Required task — Find the line that contains "For this evaluation, spot every instance of the tiled"; then retype it and each line after it, exactly, through the final line of the data below.

Source material —
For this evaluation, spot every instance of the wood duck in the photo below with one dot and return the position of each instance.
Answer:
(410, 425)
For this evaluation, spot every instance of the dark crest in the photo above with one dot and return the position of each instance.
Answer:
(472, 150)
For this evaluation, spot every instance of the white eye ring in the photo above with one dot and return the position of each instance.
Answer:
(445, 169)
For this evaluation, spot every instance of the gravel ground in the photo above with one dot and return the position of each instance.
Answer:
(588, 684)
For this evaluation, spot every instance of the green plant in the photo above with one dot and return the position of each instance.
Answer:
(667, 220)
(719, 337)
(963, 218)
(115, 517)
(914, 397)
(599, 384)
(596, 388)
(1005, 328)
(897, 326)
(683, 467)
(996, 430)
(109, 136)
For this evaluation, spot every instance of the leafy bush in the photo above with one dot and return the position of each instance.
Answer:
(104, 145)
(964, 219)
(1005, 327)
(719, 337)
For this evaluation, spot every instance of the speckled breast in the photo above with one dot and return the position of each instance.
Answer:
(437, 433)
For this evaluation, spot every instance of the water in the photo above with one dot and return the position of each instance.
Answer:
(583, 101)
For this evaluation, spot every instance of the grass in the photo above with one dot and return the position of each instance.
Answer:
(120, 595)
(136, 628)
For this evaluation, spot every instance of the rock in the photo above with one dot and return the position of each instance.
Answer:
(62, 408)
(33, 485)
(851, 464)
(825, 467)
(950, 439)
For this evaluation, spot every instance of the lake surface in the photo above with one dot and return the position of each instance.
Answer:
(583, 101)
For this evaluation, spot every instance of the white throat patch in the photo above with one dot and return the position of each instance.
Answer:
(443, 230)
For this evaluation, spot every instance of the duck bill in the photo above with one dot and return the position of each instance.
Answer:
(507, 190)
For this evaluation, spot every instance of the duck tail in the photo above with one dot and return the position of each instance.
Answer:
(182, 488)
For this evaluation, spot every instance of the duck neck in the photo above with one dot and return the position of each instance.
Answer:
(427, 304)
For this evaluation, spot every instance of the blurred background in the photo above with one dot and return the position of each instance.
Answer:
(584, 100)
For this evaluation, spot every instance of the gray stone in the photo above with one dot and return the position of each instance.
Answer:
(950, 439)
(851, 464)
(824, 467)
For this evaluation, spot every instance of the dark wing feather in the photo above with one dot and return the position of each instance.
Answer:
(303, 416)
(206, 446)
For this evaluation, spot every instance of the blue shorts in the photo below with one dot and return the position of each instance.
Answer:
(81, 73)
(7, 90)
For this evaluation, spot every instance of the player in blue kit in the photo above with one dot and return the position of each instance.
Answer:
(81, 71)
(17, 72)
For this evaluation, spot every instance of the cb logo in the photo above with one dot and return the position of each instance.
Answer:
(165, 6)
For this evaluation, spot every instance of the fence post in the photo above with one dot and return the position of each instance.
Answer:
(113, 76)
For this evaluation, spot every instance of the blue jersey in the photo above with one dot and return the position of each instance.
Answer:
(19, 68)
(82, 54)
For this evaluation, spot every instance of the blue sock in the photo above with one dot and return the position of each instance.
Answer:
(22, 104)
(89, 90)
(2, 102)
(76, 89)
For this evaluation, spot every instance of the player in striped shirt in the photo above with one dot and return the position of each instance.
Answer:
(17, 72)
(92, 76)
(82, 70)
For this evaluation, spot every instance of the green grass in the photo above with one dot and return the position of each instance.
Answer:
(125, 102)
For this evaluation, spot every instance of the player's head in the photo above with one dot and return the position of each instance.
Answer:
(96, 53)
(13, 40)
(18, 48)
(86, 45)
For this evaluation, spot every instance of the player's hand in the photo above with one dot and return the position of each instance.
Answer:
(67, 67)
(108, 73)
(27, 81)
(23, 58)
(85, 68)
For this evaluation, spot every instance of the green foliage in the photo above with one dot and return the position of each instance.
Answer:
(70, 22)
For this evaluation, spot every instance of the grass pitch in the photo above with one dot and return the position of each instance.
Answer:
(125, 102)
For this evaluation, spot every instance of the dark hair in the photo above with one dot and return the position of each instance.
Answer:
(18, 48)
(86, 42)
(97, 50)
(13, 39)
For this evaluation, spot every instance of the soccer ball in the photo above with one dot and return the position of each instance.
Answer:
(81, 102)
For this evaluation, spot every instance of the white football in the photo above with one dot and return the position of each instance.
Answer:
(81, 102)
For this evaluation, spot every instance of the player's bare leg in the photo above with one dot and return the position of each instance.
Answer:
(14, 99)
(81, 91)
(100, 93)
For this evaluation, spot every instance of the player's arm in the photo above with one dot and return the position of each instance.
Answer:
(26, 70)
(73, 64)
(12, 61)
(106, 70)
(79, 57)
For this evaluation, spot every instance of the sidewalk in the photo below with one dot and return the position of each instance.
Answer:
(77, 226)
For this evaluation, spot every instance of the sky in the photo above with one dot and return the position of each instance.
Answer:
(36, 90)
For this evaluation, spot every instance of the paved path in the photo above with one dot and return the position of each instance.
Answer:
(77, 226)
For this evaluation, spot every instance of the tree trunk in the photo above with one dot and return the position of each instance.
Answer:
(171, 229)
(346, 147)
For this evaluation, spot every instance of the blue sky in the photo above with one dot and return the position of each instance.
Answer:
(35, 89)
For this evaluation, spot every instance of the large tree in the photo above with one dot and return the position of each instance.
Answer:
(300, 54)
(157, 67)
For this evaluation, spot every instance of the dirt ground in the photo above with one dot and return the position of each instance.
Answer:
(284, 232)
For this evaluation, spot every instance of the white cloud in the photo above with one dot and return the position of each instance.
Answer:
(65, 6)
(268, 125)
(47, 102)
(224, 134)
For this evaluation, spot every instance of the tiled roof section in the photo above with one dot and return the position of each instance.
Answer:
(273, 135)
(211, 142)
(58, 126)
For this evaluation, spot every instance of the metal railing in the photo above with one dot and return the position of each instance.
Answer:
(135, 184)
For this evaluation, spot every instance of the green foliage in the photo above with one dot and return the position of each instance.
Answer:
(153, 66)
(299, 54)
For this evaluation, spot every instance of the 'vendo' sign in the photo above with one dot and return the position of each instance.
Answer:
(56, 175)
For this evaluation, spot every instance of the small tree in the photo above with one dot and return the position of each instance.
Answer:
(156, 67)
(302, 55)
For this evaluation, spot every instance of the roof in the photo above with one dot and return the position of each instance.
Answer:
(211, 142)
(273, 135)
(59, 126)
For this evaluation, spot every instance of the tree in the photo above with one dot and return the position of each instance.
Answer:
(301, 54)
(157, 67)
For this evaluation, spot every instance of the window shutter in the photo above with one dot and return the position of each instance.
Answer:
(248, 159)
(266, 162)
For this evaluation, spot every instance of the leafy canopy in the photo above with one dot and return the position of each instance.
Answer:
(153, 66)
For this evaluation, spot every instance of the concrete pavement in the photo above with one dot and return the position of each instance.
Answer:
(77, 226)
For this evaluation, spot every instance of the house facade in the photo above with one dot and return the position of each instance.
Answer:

Solved exercise —
For this evaluation, spot every instance of the tiled roof section in the photo above with one dot and return the position of each instance.
Answer:
(273, 135)
(211, 142)
(58, 126)
For this evaluation, spot every instance of the metal railing in the photo above with one dot and return the position of each instance.
Answer:
(135, 184)
For this evaluation, spot every instance of the green foliage in the photo above with one dot and return the position of each instance.
Answer:
(153, 66)
(299, 54)
For this evaluation, spot every instance of the 'vendo' sign in the photo above with one dot and return the position of each instance.
Answer:
(56, 175)
For this evaluation, spot every instance of the small tree in the photo above with one dot and return the position of each instance.
Answer:
(156, 67)
(302, 55)
For this evaluation, spot every instance of the roof in the photo above with one dot and return the position of each instance.
Answer:
(211, 142)
(273, 135)
(59, 126)
For this evaluation, spot every instance of the tree in the photo above with one dot and return the position of each instance.
Answer:
(301, 54)
(157, 67)
For this evaluation, spot every instance of the window shutter in the photo above with one dot and return the position of each instance.
Answer:
(248, 159)
(266, 162)
For this evaluation, spot every instance of the leafy canopy in the photo above with one dot and return the position of each instance.
Answer:
(153, 66)
For this evaluation, spot every instance of the concrete pavement in the photo above with one dot and return the position of each instance.
Answer:
(77, 226)
For this evaluation, spot every instance of the house facade in the photo above with one dot and return the position of each instance.
Answer:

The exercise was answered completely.